[Items from a dataset]
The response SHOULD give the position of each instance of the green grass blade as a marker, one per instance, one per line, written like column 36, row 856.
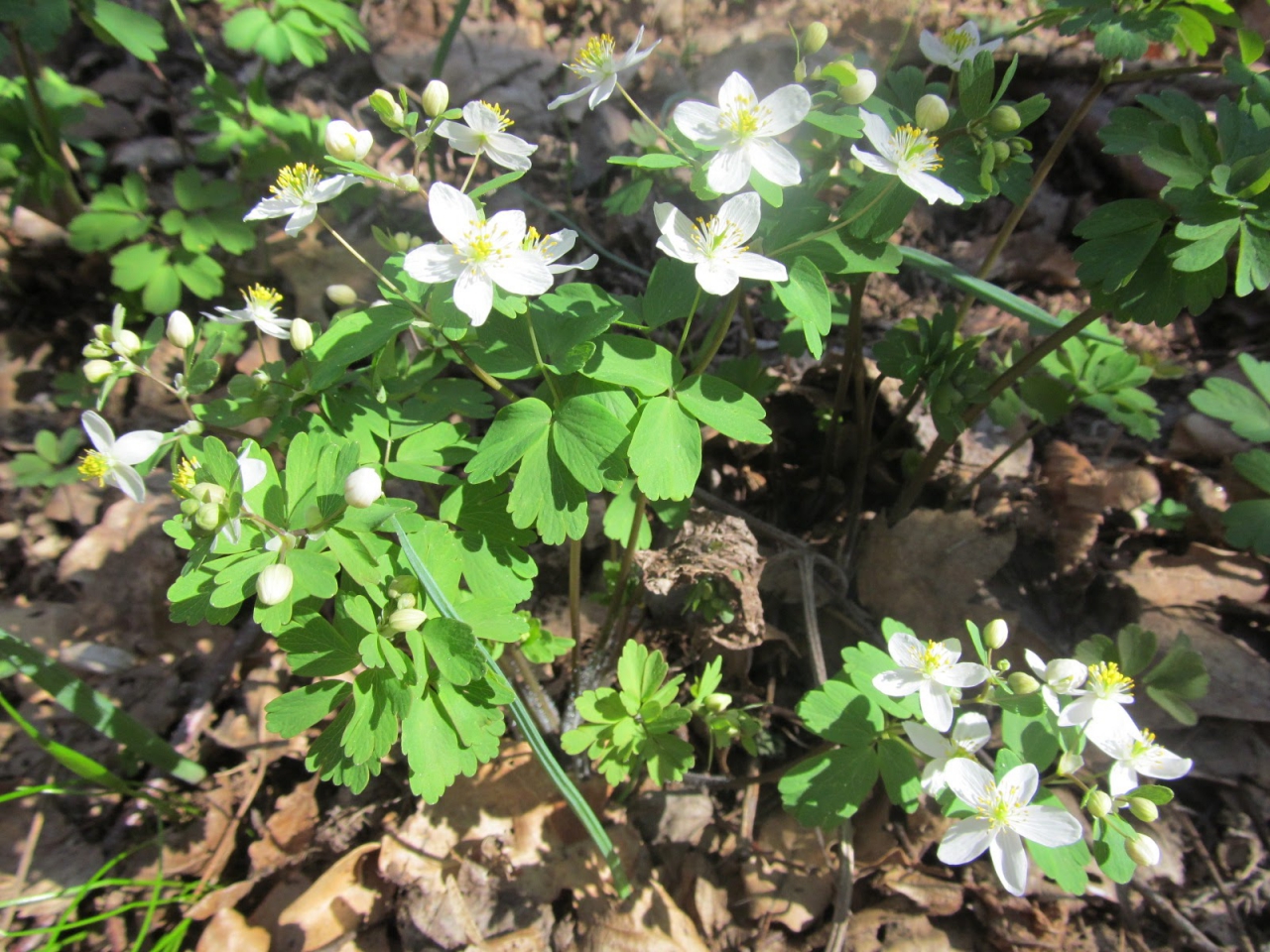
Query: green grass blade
column 96, row 710
column 993, row 295
column 572, row 794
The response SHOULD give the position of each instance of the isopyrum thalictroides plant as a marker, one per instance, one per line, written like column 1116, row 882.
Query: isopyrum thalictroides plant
column 516, row 391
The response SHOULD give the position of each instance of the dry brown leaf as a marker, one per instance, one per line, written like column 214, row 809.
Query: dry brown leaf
column 229, row 932
column 926, row 569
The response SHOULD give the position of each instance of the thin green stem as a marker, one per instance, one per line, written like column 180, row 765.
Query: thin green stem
column 688, row 324
column 538, row 743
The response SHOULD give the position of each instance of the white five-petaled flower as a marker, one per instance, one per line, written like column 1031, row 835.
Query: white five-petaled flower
column 477, row 254
column 1060, row 676
column 261, row 308
column 598, row 66
column 299, row 191
column 1107, row 688
column 969, row 735
column 484, row 135
column 956, row 48
column 1133, row 752
column 744, row 130
column 931, row 670
column 717, row 246
column 556, row 246
column 1003, row 817
column 908, row 153
column 112, row 460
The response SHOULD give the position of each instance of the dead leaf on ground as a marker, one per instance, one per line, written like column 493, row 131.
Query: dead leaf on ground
column 926, row 569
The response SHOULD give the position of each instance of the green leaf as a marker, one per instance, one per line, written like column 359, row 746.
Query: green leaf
column 826, row 788
column 666, row 449
column 726, row 408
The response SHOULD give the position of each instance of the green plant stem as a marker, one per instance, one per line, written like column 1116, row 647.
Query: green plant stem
column 720, row 331
column 1047, row 166
column 841, row 223
column 688, row 324
column 538, row 743
column 53, row 141
column 1011, row 375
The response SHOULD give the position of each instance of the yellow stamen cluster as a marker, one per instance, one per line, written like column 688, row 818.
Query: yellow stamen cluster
column 94, row 466
column 296, row 179
column 595, row 55
column 504, row 118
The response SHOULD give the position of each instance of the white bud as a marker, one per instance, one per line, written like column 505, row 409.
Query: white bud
column 348, row 143
column 340, row 295
column 436, row 98
column 96, row 371
column 1143, row 851
column 181, row 330
column 273, row 584
column 362, row 488
column 302, row 334
column 864, row 86
column 931, row 113
column 407, row 620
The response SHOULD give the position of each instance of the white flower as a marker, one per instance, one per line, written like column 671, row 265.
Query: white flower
column 1134, row 752
column 477, row 254
column 1060, row 676
column 956, row 48
column 483, row 135
column 907, row 153
column 348, row 143
column 969, row 735
column 112, row 460
column 1002, row 820
column 743, row 130
column 597, row 64
column 556, row 246
column 717, row 246
column 299, row 191
column 929, row 669
column 261, row 308
column 1107, row 689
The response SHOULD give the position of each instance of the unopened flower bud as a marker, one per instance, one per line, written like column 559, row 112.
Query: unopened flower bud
column 436, row 98
column 1098, row 803
column 864, row 86
column 126, row 343
column 1143, row 851
column 348, row 143
column 340, row 295
column 273, row 584
column 1023, row 683
column 996, row 634
column 815, row 37
column 388, row 108
column 1143, row 809
column 302, row 334
column 1005, row 119
column 362, row 488
column 207, row 517
column 181, row 330
column 96, row 371
column 931, row 113
column 404, row 620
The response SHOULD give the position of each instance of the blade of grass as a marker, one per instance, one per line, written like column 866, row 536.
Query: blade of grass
column 95, row 708
column 572, row 794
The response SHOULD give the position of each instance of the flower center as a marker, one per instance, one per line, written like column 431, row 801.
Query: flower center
column 296, row 180
column 503, row 117
column 743, row 117
column 1106, row 679
column 94, row 466
column 916, row 148
column 595, row 56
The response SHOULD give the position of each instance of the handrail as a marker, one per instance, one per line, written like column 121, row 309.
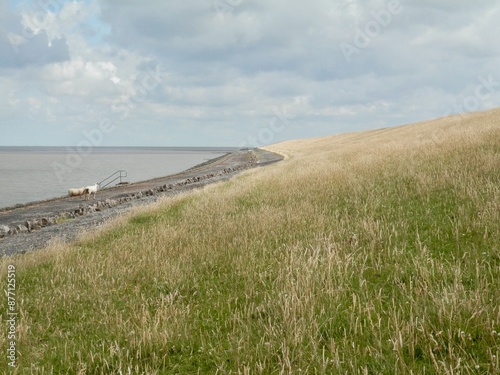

Description of the task → Once you find the line with "Query: white five-petaled flower" in the entries above, output it and each line after it up to and including the line with "671, row 265.", and nothing else.

Final answer →
Query: white five-petaled flower
column 477, row 254
column 1060, row 676
column 261, row 308
column 598, row 66
column 299, row 191
column 1107, row 688
column 969, row 735
column 484, row 135
column 956, row 48
column 1133, row 752
column 744, row 130
column 931, row 670
column 717, row 246
column 556, row 246
column 1003, row 817
column 908, row 153
column 112, row 460
The response SHOULD give the position of each instance of the dead leaf on ground as a marker, one per instance, one per line, written like column 493, row 131.
Query: dead leaf on ground
column 926, row 569
The response SHOULD give the position of each instance of the green leaf as a marker, one per instance, one per line, written like column 359, row 746.
Query: green leaf
column 826, row 788
column 666, row 449
column 726, row 408
The response SHOULD give the position of each instance of the green plant stem as a marker, one per instance, one per line, written like column 1116, row 647.
Query: green plant stem
column 720, row 331
column 1047, row 166
column 841, row 223
column 688, row 324
column 538, row 743
column 53, row 141
column 1011, row 375
The response SHOULD give the position of each instance of the yellow stamen cluster as a marker, one per instance, one per line, written like column 688, row 818.
Query: yellow stamen cluster
column 94, row 466
column 296, row 179
column 595, row 55
column 504, row 118
The response SHOULD give the position of each instance of the white bud as a marker, one per instance, one per line, written like column 505, row 409.
Query: white bud
column 348, row 143
column 340, row 295
column 436, row 98
column 96, row 371
column 1143, row 851
column 181, row 330
column 273, row 584
column 362, row 488
column 302, row 334
column 864, row 86
column 931, row 113
column 407, row 620
The response SHOULD give the position of each instance of the white flower as a marker, one per instance, one per line, written like column 671, row 265.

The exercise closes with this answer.